#### What to do
Among the entries below, one stretch runs from the line that contains "the ocean with" through the line that contains "the woman with". Repeat that stretch exactly, ends included, and only that.

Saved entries
------------------------------------------------

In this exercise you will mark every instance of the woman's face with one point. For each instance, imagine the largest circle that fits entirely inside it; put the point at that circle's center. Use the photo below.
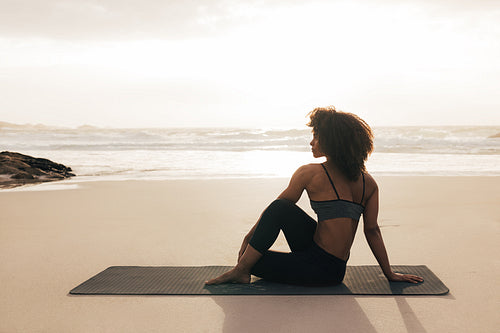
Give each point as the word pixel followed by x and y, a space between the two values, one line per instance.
pixel 316 150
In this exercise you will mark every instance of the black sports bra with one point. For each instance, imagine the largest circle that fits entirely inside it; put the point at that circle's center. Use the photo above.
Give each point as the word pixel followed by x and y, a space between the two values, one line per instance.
pixel 331 209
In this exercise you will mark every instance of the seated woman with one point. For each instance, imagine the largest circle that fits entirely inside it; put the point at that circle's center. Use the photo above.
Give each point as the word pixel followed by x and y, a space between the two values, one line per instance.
pixel 340 190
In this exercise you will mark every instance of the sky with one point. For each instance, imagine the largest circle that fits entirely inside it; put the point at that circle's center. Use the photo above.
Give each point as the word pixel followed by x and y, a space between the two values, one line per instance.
pixel 230 63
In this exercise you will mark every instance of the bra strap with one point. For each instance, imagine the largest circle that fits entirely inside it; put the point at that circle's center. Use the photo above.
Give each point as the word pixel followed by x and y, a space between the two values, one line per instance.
pixel 363 196
pixel 331 182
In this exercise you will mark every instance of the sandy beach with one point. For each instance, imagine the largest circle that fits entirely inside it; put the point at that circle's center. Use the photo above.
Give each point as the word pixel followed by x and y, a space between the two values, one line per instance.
pixel 55 236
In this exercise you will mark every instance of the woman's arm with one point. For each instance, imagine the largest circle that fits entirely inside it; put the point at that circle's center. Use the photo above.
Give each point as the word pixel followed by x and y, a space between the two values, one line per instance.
pixel 376 243
pixel 297 184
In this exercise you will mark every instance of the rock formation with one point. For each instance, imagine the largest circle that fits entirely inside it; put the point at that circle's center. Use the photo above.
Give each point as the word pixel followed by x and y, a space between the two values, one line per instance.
pixel 18 169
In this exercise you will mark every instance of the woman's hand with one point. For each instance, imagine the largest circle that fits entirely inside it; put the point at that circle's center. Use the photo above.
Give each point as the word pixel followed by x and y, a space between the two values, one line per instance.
pixel 397 277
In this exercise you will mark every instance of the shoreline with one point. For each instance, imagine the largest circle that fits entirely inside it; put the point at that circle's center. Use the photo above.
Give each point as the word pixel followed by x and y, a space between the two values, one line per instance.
pixel 51 241
pixel 76 182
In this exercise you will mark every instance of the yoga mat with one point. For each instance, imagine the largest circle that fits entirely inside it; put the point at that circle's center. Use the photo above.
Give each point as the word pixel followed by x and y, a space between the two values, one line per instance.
pixel 188 280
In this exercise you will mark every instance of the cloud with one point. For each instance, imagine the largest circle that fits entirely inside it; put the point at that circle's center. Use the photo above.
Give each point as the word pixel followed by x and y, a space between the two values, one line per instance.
pixel 125 19
pixel 112 19
pixel 167 19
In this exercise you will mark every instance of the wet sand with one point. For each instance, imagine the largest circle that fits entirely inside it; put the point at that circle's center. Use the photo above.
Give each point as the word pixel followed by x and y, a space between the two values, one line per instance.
pixel 54 236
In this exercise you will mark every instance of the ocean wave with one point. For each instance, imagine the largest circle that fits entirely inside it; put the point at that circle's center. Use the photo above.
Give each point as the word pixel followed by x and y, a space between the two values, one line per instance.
pixel 430 140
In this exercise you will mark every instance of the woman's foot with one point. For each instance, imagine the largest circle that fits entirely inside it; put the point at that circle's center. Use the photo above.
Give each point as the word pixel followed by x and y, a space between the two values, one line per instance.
pixel 233 276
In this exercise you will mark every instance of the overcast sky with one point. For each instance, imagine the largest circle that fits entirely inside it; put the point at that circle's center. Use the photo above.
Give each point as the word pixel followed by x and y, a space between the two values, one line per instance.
pixel 124 63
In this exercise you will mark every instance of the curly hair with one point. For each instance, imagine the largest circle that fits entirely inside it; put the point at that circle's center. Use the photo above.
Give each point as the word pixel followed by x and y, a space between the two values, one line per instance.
pixel 344 137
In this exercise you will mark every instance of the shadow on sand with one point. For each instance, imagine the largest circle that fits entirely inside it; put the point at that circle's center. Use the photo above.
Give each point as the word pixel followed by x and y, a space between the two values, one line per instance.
pixel 306 314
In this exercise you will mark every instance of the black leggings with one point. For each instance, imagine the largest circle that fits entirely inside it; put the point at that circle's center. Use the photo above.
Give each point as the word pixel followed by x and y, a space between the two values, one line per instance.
pixel 307 263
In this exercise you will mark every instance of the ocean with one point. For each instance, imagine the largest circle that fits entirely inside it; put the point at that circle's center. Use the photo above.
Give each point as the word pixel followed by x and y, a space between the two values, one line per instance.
pixel 193 153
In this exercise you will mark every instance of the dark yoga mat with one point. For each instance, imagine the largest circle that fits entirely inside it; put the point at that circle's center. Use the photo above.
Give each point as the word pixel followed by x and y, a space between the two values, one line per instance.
pixel 187 280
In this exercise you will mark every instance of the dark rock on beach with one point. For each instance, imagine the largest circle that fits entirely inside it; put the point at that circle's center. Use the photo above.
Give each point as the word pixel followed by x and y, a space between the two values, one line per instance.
pixel 18 169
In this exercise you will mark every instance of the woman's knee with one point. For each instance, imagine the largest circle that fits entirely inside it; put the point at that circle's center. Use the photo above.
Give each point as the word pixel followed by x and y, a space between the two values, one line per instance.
pixel 282 205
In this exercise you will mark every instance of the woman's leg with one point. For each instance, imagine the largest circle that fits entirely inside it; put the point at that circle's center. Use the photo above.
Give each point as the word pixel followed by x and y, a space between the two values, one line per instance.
pixel 281 214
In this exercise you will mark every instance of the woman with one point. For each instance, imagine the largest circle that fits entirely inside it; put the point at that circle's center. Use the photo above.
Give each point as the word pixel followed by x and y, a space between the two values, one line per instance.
pixel 340 190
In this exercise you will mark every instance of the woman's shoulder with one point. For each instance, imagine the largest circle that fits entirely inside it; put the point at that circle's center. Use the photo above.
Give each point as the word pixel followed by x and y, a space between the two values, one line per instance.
pixel 370 184
pixel 311 167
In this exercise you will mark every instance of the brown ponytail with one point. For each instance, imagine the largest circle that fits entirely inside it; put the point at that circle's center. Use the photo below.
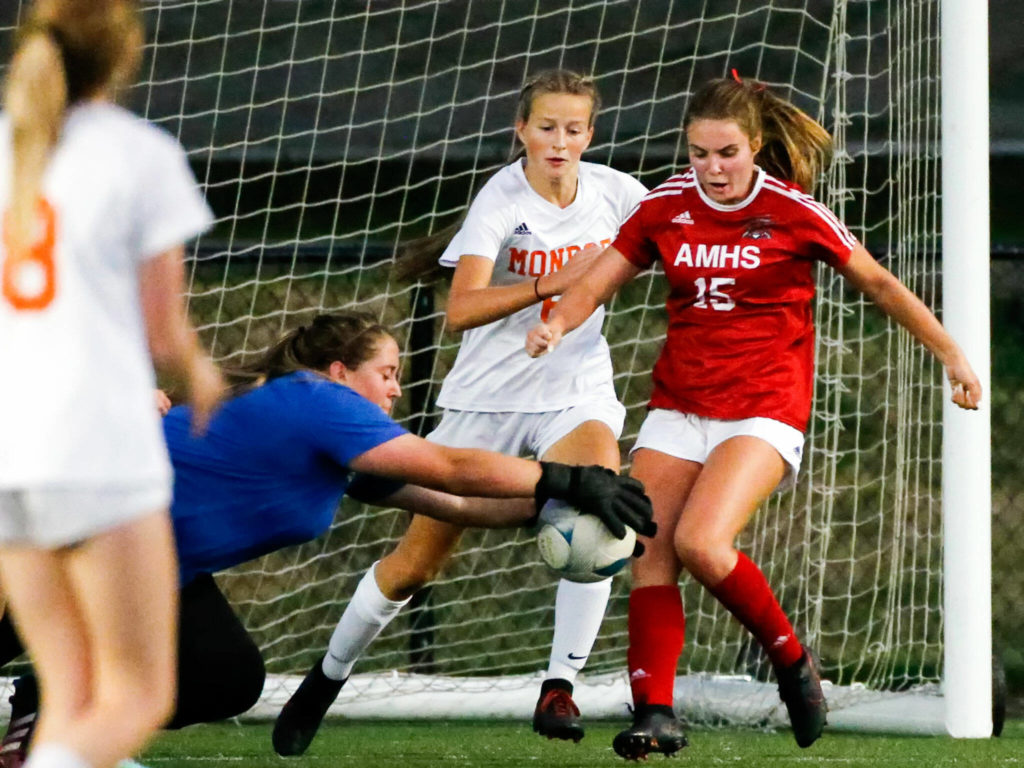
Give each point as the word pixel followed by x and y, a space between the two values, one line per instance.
pixel 795 146
pixel 417 259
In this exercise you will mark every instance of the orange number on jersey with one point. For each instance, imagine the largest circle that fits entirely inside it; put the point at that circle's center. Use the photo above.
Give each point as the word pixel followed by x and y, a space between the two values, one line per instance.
pixel 30 276
pixel 546 308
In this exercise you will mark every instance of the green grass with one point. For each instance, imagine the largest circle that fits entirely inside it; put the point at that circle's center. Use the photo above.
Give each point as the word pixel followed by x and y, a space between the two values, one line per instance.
pixel 511 744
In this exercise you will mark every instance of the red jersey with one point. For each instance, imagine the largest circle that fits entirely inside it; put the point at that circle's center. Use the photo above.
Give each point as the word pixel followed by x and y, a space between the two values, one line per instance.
pixel 740 339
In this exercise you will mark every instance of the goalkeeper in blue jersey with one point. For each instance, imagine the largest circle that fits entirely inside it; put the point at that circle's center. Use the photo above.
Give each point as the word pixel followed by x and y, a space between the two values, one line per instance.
pixel 310 426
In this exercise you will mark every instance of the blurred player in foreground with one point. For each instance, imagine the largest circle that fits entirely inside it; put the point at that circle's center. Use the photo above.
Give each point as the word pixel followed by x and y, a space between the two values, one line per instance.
pixel 273 465
pixel 96 204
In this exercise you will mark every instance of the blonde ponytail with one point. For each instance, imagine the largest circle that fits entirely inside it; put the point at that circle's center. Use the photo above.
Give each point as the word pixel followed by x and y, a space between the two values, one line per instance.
pixel 35 98
pixel 795 146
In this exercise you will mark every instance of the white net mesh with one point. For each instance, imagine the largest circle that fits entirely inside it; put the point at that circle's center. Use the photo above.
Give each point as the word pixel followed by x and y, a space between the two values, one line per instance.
pixel 326 133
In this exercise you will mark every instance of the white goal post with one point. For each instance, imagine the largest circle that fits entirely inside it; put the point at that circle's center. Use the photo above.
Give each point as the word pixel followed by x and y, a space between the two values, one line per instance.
pixel 327 132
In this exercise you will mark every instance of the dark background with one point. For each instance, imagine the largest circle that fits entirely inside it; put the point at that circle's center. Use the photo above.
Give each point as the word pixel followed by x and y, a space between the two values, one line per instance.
pixel 321 158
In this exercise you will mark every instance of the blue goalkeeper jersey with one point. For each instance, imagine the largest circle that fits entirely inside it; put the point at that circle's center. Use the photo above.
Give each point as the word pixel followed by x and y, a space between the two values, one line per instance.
pixel 270 470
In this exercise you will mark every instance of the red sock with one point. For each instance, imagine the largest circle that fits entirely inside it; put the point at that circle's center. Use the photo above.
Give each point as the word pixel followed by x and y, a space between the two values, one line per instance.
pixel 747 594
pixel 657 628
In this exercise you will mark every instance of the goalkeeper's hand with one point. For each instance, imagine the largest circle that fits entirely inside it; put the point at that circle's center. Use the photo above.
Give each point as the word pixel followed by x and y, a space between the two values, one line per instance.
pixel 615 500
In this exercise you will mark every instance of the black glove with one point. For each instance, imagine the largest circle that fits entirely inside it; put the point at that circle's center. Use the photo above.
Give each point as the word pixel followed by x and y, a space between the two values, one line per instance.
pixel 616 501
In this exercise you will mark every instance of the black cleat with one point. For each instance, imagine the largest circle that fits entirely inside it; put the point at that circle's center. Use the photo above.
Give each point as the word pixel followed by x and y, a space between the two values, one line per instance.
pixel 300 717
pixel 800 689
pixel 24 709
pixel 652 730
pixel 557 716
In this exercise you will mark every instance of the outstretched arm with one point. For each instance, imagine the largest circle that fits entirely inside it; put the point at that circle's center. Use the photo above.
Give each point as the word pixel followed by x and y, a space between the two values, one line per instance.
pixel 609 272
pixel 473 301
pixel 899 302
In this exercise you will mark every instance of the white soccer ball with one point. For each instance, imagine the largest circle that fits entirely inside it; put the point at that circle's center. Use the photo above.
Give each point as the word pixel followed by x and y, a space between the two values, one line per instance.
pixel 580 547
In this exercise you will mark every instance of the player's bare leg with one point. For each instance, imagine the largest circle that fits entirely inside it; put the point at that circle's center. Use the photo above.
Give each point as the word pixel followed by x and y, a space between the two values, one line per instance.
pixel 99 622
pixel 739 474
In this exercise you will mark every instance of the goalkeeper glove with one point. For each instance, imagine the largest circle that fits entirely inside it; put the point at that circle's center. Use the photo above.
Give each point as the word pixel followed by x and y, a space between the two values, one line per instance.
pixel 615 500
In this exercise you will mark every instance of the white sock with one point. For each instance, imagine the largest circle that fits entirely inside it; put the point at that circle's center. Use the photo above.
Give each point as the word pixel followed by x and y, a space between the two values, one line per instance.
pixel 368 613
pixel 579 610
pixel 53 755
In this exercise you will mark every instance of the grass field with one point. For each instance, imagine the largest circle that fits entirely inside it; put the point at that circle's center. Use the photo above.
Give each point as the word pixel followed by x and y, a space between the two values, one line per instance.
pixel 509 744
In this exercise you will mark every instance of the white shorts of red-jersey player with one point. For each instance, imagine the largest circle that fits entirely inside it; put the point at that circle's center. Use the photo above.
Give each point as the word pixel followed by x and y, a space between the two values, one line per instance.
pixel 693 437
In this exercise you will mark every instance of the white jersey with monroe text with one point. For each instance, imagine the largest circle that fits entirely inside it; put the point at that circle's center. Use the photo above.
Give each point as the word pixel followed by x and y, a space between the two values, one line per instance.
pixel 77 402
pixel 527 237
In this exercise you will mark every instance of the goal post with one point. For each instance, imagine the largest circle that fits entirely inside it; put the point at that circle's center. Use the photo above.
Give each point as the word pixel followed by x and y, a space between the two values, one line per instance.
pixel 327 133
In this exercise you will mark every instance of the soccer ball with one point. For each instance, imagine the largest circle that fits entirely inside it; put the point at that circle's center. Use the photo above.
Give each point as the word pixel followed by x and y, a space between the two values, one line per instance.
pixel 580 547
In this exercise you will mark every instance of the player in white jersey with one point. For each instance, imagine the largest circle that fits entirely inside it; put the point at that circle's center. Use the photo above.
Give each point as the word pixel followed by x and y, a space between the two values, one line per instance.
pixel 96 205
pixel 531 231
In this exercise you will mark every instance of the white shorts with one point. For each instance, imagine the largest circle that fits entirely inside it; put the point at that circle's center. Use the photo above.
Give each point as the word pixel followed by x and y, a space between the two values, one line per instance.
pixel 523 434
pixel 50 518
pixel 693 437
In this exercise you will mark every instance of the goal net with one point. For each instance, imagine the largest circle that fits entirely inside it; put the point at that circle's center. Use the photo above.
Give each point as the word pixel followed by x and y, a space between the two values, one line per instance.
pixel 327 133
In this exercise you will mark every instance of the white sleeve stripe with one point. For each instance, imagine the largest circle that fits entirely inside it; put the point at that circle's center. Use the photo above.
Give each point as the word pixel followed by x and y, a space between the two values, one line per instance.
pixel 845 236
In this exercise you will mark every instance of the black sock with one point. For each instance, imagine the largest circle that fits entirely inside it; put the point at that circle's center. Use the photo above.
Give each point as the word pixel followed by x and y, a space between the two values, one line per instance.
pixel 556 682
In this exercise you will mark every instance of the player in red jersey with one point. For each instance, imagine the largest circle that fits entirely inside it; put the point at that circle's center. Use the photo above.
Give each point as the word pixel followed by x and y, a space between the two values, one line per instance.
pixel 732 388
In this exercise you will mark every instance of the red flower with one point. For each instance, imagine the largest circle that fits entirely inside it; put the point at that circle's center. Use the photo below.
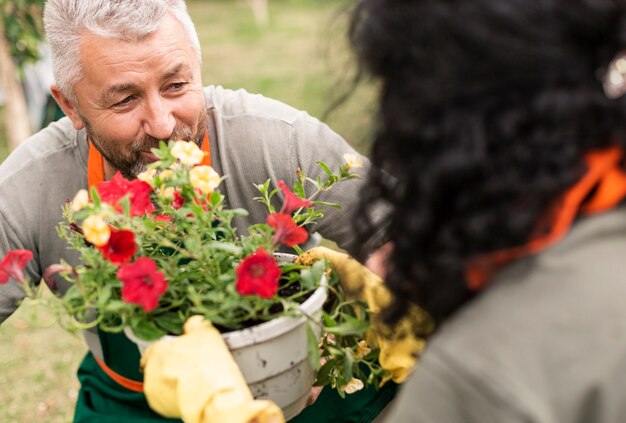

------------------------------------------------

#### Reply
In this exercise you will mark every instance of the ocean with one point. For each instance, imagine the largest circle that fits entirely inside it; put the point at that circle's center. Use the photo above.
Give each point as the word pixel followed by x and y, a space between the two values, one line per instance.
pixel 193 153
In this exercise you will mark every instance of the dark yoga mat with one point. For each instance, imagine the largest circle that fits entirely inside it; put the point at that circle's center. Use the photo above.
Give each point as the word pixel followed by x and y, a space between the two values, one line per instance.
pixel 187 280
In this exercise you will mark every instance of the dark rock on beach with one point. For each instance, imagine the largest circle that fits entirely inside it; put the point at that circle's center. Use the photo above.
Give each point as the word pixel followed by x and y, a space between the two values, one line per instance.
pixel 18 169
In this exercise you will mark every instance of the woman's knee with one point. For each instance, imagine the largest circle that fits entirely inside it; put the point at that circle's center. Use the photo above.
Give each point as the word pixel followed by x and y, a space between the two values, one line per instance.
pixel 282 205
In this exercise you will mark every instance of the woman's leg with one point. For each instance, imagine the largest circle that fits entirely inside it; put the point at that circle's center. Use the photo above.
Give each point as the word pixel followed by x and y, a space between the two values, one line per instance.
pixel 281 214
In this exercise you will mark every instance of the woman with one point. For each instance, imagine the largest circle that fits entirely inside it; put the point at that circle's center. Use the photo above.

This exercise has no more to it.